Your task ▸
The records below need to be copied in full. Match them exactly.

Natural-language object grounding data
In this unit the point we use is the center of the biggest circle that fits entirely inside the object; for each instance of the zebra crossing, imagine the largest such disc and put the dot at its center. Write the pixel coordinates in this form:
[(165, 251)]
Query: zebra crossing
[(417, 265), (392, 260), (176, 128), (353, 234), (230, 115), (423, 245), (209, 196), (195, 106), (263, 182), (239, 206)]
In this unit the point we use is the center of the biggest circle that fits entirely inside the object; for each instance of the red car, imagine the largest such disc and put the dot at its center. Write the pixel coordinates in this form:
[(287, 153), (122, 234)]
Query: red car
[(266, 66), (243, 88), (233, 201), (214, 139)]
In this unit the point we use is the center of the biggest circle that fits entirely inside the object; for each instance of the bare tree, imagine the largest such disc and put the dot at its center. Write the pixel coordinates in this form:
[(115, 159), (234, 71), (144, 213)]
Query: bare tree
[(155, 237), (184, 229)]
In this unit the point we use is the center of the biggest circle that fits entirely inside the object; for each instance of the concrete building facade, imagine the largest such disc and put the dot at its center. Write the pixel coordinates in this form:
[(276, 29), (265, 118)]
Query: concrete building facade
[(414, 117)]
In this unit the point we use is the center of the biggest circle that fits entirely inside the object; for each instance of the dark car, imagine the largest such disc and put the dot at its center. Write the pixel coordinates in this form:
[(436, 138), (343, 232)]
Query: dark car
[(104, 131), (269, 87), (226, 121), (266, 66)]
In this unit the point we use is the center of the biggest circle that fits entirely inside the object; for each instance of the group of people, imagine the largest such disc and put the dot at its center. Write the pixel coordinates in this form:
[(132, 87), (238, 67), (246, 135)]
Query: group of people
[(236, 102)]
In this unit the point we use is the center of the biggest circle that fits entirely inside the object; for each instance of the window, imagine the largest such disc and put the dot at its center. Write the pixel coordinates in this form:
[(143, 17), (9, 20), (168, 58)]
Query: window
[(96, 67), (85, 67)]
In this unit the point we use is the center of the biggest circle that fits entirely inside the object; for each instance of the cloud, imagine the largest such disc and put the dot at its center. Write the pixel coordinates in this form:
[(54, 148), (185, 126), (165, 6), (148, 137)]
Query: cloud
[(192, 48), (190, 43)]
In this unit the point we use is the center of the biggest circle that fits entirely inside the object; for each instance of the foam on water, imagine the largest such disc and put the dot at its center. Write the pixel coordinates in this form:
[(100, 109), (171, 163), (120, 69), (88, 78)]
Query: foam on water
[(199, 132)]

Response area ▸
In this unit the point we use is the center of the biggest circle that fits entirely inside the object; for each instance of the zebra crossing, imagine the largest such disc and put the dot at its center. Write the pixel coordinates in this form:
[(165, 251)]
Query: zebra crossing
[(417, 265), (392, 260), (176, 128), (353, 234), (230, 115), (423, 245), (209, 196), (195, 106), (263, 182), (239, 206)]
In this unit the point we use is the center of the biggest circle that fits entirely inside the object; for each instance of the red car, imagine the largest such disc and put the dot at its center. Write the pixel coordinates in this form:
[(287, 153), (122, 234)]
Query: red car
[(266, 66), (243, 88), (233, 201), (214, 139)]
In this unit the point we use is the center of the biggest circle that fits entirely inside the object; for each instance of the bare tree, imagine the largest such disc and put the dot at its center. Write the pixel coordinates in this form:
[(115, 159), (234, 71), (144, 213)]
Query: bare tree
[(155, 237), (184, 229)]
In this unit the point we use is the center of the biggest circle that fits entirely inside the object; for each instance of the concrete building facade, imagine the largest such disc and put the dot at its center. Write the pixel coordinates in this form:
[(276, 29), (265, 118)]
Query: concrete building facade
[(414, 117)]
In this unit the point we use is the center of the biggest circle that fits entirely inside the object; for each instance of the dark car, imagine the largest such disc and put the dot at its center. Write the pixel coordinates in this form:
[(436, 138), (343, 232)]
Query: dark car
[(104, 131), (269, 87), (226, 121), (266, 66)]
In this unit the point we use is the center of the biggest circle that fits entirely inside the object; for each instance of the group of people, imagine the largest such disc and put the dot at its center. Write the pixel coordinates in this form:
[(132, 87), (238, 67), (246, 135)]
Query: group of people
[(236, 102)]
In this unit the point we use is the center of the biggest circle that fits entirely inside the object; for each instance of the window, imagine the largest such disc and put the dot at its center. Write the pixel coordinates in this form:
[(143, 17), (9, 20), (168, 58)]
Query: window
[(96, 67), (85, 67)]
In this unit the point we use is the center of the biggest circle that fits entirely inside the object; for each instance of the cloud, imagine the largest such disc and put the dot at its center. Write the pixel coordinates in this form:
[(54, 148), (185, 126), (165, 6), (148, 137)]
Query: cloud
[(192, 48), (190, 43)]
In this unit the point we use is the center of the biggest circle that fits entirely inside the object; for each instance of the foam on water, imagine the largest such disc and put the dot at its center. Write the pixel coordinates in this form:
[(100, 109), (171, 163), (120, 69), (88, 78)]
Query: foam on water
[(199, 132)]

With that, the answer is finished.